Input material:
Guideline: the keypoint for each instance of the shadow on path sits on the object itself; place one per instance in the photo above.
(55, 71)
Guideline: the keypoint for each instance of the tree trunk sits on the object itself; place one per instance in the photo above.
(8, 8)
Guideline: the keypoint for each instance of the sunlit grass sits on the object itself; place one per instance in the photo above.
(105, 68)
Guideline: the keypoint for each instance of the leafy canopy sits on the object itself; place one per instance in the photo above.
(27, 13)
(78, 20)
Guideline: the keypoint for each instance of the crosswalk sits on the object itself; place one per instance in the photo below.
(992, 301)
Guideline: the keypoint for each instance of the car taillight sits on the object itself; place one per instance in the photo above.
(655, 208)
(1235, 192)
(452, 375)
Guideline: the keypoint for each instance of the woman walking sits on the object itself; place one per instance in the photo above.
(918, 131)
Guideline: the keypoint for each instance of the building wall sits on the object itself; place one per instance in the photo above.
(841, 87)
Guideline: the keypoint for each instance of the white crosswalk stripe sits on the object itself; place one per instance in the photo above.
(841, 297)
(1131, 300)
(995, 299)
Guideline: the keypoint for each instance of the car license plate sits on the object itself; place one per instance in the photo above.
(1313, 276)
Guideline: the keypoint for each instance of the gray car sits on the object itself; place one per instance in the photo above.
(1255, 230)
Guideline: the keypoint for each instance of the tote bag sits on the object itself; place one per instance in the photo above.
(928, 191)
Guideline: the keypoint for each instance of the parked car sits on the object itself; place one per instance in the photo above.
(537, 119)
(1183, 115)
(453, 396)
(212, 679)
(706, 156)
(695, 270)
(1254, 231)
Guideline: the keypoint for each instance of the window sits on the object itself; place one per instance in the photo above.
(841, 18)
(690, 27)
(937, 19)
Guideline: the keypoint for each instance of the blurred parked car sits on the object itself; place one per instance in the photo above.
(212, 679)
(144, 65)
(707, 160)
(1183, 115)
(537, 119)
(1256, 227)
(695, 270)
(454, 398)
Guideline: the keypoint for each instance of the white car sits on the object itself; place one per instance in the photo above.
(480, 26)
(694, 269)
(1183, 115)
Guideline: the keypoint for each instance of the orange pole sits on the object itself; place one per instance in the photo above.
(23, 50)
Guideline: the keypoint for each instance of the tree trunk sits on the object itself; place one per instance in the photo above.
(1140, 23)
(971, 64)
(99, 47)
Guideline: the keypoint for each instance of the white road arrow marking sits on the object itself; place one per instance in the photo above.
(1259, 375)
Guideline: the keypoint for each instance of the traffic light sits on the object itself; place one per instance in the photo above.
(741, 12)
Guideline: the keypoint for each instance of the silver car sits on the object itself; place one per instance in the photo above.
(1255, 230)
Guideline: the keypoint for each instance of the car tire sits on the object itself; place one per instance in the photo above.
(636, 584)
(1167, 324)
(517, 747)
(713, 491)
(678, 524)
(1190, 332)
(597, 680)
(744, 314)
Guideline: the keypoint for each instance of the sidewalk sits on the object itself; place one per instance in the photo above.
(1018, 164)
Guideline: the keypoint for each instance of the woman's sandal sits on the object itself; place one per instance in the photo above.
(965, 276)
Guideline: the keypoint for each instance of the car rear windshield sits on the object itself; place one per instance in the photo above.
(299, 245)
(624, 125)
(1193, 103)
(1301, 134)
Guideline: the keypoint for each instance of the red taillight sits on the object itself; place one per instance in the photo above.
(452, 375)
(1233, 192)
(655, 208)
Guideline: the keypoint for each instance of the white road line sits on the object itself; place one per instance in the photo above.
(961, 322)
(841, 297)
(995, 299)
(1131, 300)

Aim:
Return all of the items above word for word, with nothing changed.

Task output:
Guideline: the keypoint for each instance of the shadow on path sits on the object itself; place one per instance in the photo above.
(55, 71)
Guideline: the keypoint for each instance of the tree trunk sits on the object itself; place one per instance in the photo above.
(8, 8)
Guideline: the keypoint for each instance of the sunlit grass sits on the object itself; place one per instance in the photo above.
(105, 68)
Guideline: the keypoint for each instance of the leafy canopy sits on the object itself; place one per instance in the photo above.
(27, 13)
(78, 20)
Guideline: the keypoint for each instance of the crosswalk sits on the object itself; place one per instance in the photo below.
(992, 301)
Guideline: the keypoint for each instance of the car taillight sits on the object itself; place one per instance in the photo above.
(655, 208)
(1235, 192)
(452, 375)
Guideline: the keypoint for each instance of the woman walking sits on the object itself; place one per instance in the photo above.
(918, 131)
Guideline: the keypoint for each instance of the building wall sits on the object itself; place one per instance in the photo above.
(841, 87)
Guideline: the keypoint for each instance of the white crosswalk stripe sits on the object itself; place one per instance in the photo above.
(841, 297)
(1131, 300)
(995, 299)
Guideline: the keypoint for each instance of the car license plate sits on the object itself; place one per instance in the photo above.
(1313, 276)
Guideline: the keypoint for each instance of the gray car sits on the object itself; place one per instance in the photo above.
(1255, 230)
Guideline: the keypoint for each instance of the tote bag sits on the object itself; place one per instance in the photo above.
(928, 191)
Guideline: the keypoint for each instance of the parked car sits on the object itself; place one per instance in the photo above.
(537, 119)
(1183, 115)
(453, 396)
(212, 679)
(706, 156)
(695, 270)
(1254, 231)
Guideline: the keypoint for each instance of the window sits on the object itself; place one per instance in the photo above.
(841, 18)
(690, 27)
(937, 19)
Guideline: the keypoint for each instance of the blurred parked car sits on the object itself; place one per instance in the photo above.
(212, 679)
(144, 65)
(707, 160)
(1183, 115)
(537, 119)
(1256, 227)
(695, 270)
(454, 398)
Guideline: the keypoint for each instance of the white car sits on the object itself; place one per instance in the photo above.
(480, 26)
(694, 269)
(1183, 115)
Guideline: the keypoint for each instance of the orange pole sits on the object itself; place one per instance in the photo above.
(23, 50)
Guideline: the keypoint for each instance of the tree trunk sits on the object itself; place one per instance in the photo above.
(1140, 23)
(971, 64)
(99, 47)
Guideline: the keypoint for each instance of the white road arrow marking sits on the object itself; place one per instance in the photo above.
(1259, 375)
Guideline: the keypoint for each instance of the traffic light sits on the object itself; place one per instance in the photo above.
(741, 12)
Guideline: the keypoint for each instance of the silver car sits on the object itself; place one per instance in the photo above.
(1255, 230)
Guideline: the keypoint for each instance of the car tire sits on the object itself; place one per instance in the photo above.
(636, 584)
(1167, 324)
(517, 747)
(713, 491)
(678, 524)
(1190, 332)
(597, 680)
(744, 314)
Guideline: the keypoint for each instance of the sidewalk sits on the object itself; place one per instance in the photo above.
(1018, 164)
Guideline: the keypoint for each instance of the woman's sandal sits on the object itself; place one per instance in the photo above.
(965, 276)
Guideline: the keypoint for each instance of the car rear windshield sits on the object itself; place one per instance in the photo above.
(299, 245)
(624, 125)
(1193, 103)
(1301, 134)
Guideline: the keypoint for each instance of the red taillight sits on the object itself; place one per instance in the photo above.
(452, 375)
(1233, 192)
(655, 208)
Guideline: the keypoint for each instance of the white road line sits on the object itself; place one per instance in the photo above.
(961, 322)
(841, 297)
(995, 299)
(1131, 300)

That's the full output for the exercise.